_What is needed_
Repeat each entry as written and leave the images out of the copy.

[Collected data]
'''

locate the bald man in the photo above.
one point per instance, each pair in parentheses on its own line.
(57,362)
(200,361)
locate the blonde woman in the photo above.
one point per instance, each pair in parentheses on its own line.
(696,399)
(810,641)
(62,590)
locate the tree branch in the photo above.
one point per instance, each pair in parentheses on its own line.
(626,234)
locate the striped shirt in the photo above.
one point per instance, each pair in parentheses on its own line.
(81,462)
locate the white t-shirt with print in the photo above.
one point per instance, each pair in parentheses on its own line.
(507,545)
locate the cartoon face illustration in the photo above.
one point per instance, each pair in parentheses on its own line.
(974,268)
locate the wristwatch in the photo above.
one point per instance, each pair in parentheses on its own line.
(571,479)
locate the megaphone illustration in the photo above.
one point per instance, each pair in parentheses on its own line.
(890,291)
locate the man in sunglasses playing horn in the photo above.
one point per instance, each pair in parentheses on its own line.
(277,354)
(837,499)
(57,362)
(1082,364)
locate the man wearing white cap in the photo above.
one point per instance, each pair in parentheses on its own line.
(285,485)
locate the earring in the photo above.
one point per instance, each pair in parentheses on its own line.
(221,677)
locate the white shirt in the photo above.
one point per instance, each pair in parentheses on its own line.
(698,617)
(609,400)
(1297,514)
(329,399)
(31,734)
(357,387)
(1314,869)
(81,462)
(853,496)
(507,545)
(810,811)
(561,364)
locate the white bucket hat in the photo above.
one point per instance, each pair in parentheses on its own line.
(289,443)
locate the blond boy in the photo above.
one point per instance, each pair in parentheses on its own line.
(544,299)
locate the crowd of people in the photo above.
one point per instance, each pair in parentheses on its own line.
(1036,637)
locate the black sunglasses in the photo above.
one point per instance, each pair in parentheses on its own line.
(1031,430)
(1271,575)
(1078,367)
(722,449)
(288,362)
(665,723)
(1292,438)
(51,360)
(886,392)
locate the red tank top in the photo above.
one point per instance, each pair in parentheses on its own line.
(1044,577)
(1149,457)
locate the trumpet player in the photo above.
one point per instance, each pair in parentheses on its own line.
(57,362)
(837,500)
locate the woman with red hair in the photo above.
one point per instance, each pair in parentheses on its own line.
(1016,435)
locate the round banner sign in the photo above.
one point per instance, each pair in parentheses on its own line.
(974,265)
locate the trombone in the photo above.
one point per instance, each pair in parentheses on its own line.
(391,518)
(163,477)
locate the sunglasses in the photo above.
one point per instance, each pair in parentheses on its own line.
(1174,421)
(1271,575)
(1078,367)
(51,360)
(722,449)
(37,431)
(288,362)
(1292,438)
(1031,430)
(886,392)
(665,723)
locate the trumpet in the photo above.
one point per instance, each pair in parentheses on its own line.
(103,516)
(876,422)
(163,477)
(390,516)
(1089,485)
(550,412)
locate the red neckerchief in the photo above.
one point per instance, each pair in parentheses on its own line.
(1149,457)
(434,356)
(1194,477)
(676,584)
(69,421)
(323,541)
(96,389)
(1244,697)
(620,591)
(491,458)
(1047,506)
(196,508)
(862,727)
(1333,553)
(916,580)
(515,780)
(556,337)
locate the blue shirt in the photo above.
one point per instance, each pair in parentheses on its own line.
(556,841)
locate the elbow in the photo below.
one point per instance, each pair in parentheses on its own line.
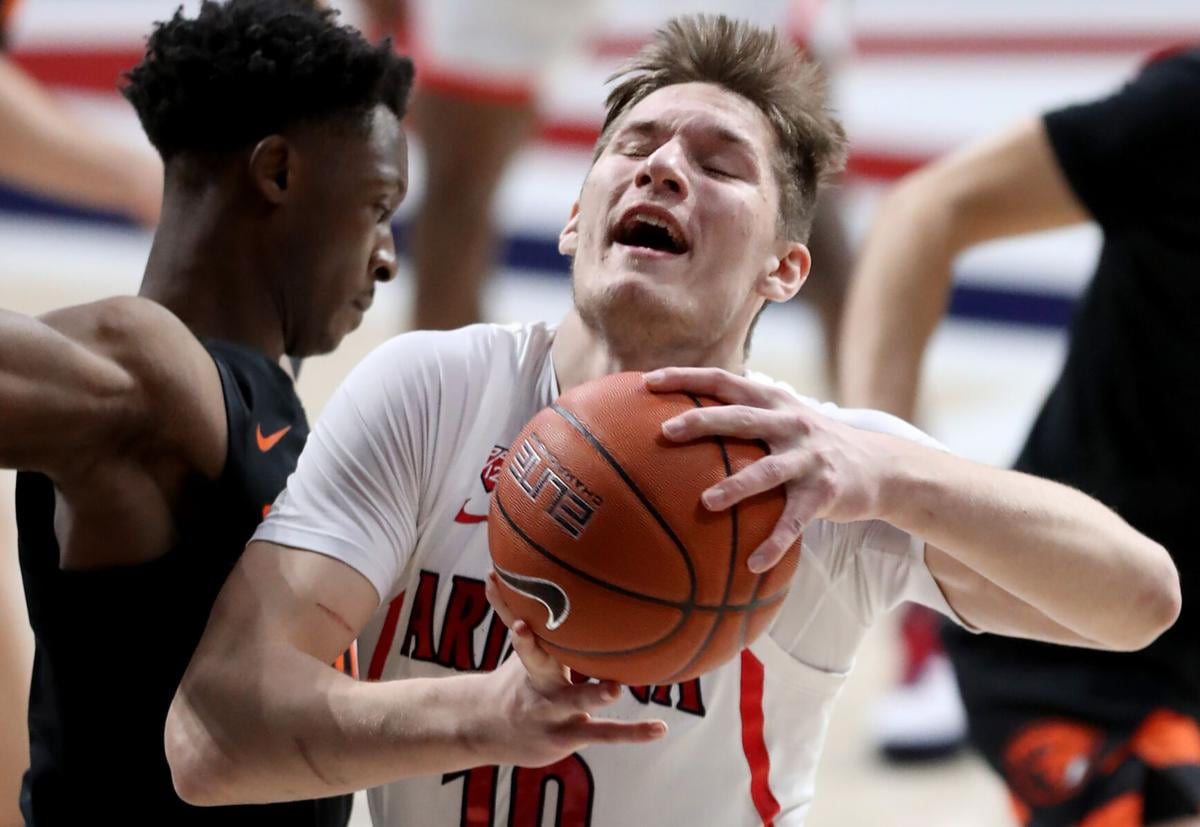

'''

_The result_
locate the bald man in the photo above.
one point per instance, each pair in parentheses on its own line.
(57,362)
(200,361)
locate the blonde woman in the photo above.
one point per instance, each pair in parentheses on its own line.
(696,399)
(810,641)
(62,590)
locate the tree branch in the photo above.
one point per instance, each pair in parentheses on its own line.
(626,234)
locate the striped shirt in the photo above.
one point per instance, each pair in parentheses on its own line.
(81,462)
locate the white t-shirt with print in the photo above.
one point per instance, each pair in parentheses on its own line.
(507,545)
locate the cartoon face illustration in the photo above.
one point per instance, each pair in parentheses on its own line.
(974,268)
locate the wristwatch in the photo above.
one point per instance, each pair in parentheses on its own line.
(571,479)
locate the megaphone illustration in the photo above.
one point per instance, each pair in parentheses on its own line.
(890,291)
locate the man in sunglasses playing horn in the photo above.
one point per instance, each pair in parentheses on its own line.
(277,354)
(837,499)
(57,362)
(1082,364)
locate the man wearing white cap in the photo above.
one point per instance, each pair in parentheses on its own line.
(285,485)
locate the earring in the photo above.
one point per instance, each pair in parentheses on its own line.
(221,677)
locate the white shirt in the photo above.
one point per instance, each pair in parentheses on its own line.
(698,617)
(609,400)
(1297,514)
(329,399)
(31,734)
(357,387)
(1314,869)
(81,462)
(853,496)
(507,545)
(810,811)
(561,364)
locate the white bucket hat in the photo above.
one point per instance, each pair in parentheses on its own line.
(289,443)
locate the blond boy in the photo above.
one point per instance, each pair in parentheses on its own line.
(544,299)
locate the crowd of people in the photo above.
one point per instance, each pair in parentheses on its own line.
(1036,637)
locate the black sunglasses in the photo above.
one point per instance, each pair in parentheses on its own line.
(1031,430)
(1271,575)
(1078,367)
(722,449)
(288,362)
(665,723)
(1292,438)
(51,360)
(886,392)
locate the red tank top in the photo above.
one point per instance, each pair in parentheses on its own line.
(1044,577)
(1149,457)
locate the trumpet player in the photo above.
one point per instance, each pair in parentheses on its own line.
(57,362)
(837,500)
locate the woman with red hair in the photo above.
one point per instance, each pair in parentheses on its own line.
(1016,435)
locate the round banner sign in the photo above.
one point per instance, each pair in parentheses on its own line.
(974,265)
locate the trombone in the photo above.
one point per instance, each pair in parentheses on its own line.
(391,518)
(163,477)
locate the sunglasses in the photo above.
one point per instance, each pair in parentheses on its own line.
(1174,421)
(1271,575)
(1078,367)
(51,360)
(722,449)
(37,431)
(288,362)
(1292,438)
(1031,430)
(886,392)
(665,723)
locate the trumpet in the photo above.
one point per instance, each pair in parentheses on its own line.
(103,516)
(876,422)
(163,477)
(390,516)
(1089,485)
(550,412)
locate the red neckerchief in the photo above.
one point per instance, each pair in parentheses on its own line.
(1149,457)
(434,356)
(1194,477)
(676,584)
(69,421)
(323,541)
(96,389)
(1244,697)
(620,591)
(491,458)
(1047,506)
(196,508)
(862,727)
(1333,553)
(916,580)
(515,780)
(556,337)
locate the blue shirt in the photo above.
one point per instance, each pair in parentheses on its own line.
(556,841)
locate the elbow in the photo below.
one point per instance, each pair in parentheses on its own line.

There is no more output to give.